Copy word for word the passage of the report on the Clearview school trustees' meeting that starts with "In a four to" and goes on through "travel allowance rates.".

# [Excerpt provided]
↓

Guy Neitz was named chair and Kim Smyth Vice Chair by acclamation at the organizational meeting of the Clearview Public School trustees on Aug. 26, 2020.
In a four to two decision, a motion was passed to increase the honorariums paid to trustees for meeting attendance from $175 to $185.
Discussion included—it’s never a good time to increase fees; Clearview was falling very much behind other school districts; we’re not in it for the money, and Clearview’s budget saw an increase in 2020-21.
No changes were made to meal and travel allowance rates.
Following the organizational meeting, Chair Neitz called to order the regular trustee meeting for the Clearview Public Schools. Brenda MacDonald in her new role as Superintendent spoke first.
Having changed her report title from ‘Superintendent’ to ‘Leadership’ highlights, MacDonald explained that she does not do her job alone.
She stressed it takes a leadership team working collaboratively with administrators and board members to bring the best educational results to Clearview students and to encourage and empower teachers and staff.
A Communications Coordinator, Wendy Rairdan, has been hired by the board of trustees to facilitate increased communication demands.
Apology to the Press
Associate superintendent, Peter Neale, apologized to the press in attendance for not informing them of the two special meetings held by the Board of Trustees on July 16 and August 17.

↑

# [Excerpted records]
↓

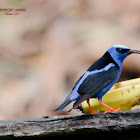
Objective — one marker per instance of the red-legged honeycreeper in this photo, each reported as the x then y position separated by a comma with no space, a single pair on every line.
99,78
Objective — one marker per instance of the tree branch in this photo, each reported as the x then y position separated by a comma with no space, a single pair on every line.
115,122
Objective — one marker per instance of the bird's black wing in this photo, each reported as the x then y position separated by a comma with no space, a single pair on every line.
94,84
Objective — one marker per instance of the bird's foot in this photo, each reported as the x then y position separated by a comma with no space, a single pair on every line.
112,110
91,110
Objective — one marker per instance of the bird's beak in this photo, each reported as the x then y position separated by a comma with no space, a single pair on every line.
134,51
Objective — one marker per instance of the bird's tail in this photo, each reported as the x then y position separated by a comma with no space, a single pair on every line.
66,102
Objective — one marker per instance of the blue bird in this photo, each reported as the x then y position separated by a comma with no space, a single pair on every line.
99,78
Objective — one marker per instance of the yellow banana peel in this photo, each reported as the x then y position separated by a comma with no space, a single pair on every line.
124,94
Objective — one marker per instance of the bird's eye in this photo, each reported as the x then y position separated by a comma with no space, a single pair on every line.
119,50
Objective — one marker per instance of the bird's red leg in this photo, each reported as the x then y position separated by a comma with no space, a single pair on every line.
91,110
110,108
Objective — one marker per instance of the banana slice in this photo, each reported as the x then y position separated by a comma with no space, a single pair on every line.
124,94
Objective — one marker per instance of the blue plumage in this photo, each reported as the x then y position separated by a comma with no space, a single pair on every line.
99,77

↑

# [Problem solution]
In a four to two decision, a motion was passed to increase the honorariums paid to trustees for meeting attendance from $175 to $185.
Discussion included—it’s never a good time to increase fees; Clearview was falling very much behind other school districts; we’re not in it for the money, and Clearview’s budget saw an increase in 2020-21.
No changes were made to meal and travel allowance rates.